By the light of these findings, we preferred neoadjuvant chemotherapy consisting of carboplatin and pactitaxel as an initial treatment. After 6 cycles of chemotherapy our patient had good-partial response. Due to the proximity of the metastatic lymph node to the radiotherapy portal we could cover all the disease sites in to the treatment field. There is no data regarding to role of concurrent cisplatin and radiotherapy after neoadjuvant chemotherapy in metastatic patients. Our patient developed grad-4 neutropenia after 4th cycles of chemotherapy nevertheless we could complete 6 cycles of chemotherapy. Moreover the radiotherapy field size was much extended since it included paraortic and bilateral groin lymph nodes in addition to standard pelvic area. Therefore we thought that the treatment might have been very toxic if we had used concurrent cisplatin. It was shown that the unwanted treatment breaks during the radiation therapy of cervical cancer associated with a decrease in local control . The loss of local control approximated 1%/day for treatment prolongation >30 days, and an analysis of stage subgroups showed this effect was predominant in Stage III-IV. Therefore we did not prefer to use concurrent cisplatin. Nevertheless at the end of the treatment we could achieve complete response.

· · ·

→ **WHAT THIS TASK INVOLVES**
Please write the next part of the case report on treating cervical cancer, starting after its last sentence. The data after this point has no connection to the case report.

→ **GIVEN INFORMATION**
· · ·

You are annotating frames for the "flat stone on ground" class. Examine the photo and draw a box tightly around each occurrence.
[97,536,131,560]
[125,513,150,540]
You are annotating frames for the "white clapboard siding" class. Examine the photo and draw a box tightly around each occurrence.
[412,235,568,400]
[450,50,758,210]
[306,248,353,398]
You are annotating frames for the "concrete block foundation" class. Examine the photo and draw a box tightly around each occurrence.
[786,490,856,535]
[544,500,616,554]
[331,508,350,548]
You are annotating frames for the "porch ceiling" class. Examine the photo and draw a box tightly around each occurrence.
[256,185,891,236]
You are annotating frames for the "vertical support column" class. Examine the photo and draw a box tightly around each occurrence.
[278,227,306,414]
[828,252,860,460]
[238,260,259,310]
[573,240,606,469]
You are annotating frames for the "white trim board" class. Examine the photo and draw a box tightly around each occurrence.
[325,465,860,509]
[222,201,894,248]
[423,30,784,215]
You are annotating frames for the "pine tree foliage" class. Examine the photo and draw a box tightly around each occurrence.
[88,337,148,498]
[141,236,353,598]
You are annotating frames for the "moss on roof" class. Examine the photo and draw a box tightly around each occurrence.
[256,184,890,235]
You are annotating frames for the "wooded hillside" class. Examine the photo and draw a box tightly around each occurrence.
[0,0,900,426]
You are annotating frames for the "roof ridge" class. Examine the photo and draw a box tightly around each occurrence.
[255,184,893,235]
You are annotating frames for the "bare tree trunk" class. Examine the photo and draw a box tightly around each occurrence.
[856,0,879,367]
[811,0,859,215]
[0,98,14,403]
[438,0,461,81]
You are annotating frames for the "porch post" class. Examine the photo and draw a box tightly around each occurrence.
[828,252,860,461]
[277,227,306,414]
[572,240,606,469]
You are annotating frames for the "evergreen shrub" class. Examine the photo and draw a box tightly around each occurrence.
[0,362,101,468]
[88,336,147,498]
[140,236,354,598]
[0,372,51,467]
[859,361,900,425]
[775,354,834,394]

· · ·

→ **OUTPUT OF THE TASK**
In conclusion neoadjuvant chemotherapy followed by definitive radiotherapy consisting of external radiotherapy+brachytherapy seems to be a reasonable option in cervical cancer patients with inguinal lymph node metastasis. However there is still lack of data about the cervical cancer patients with non-regional lymph node metastases. Therefore new studies should be designed about this patient population.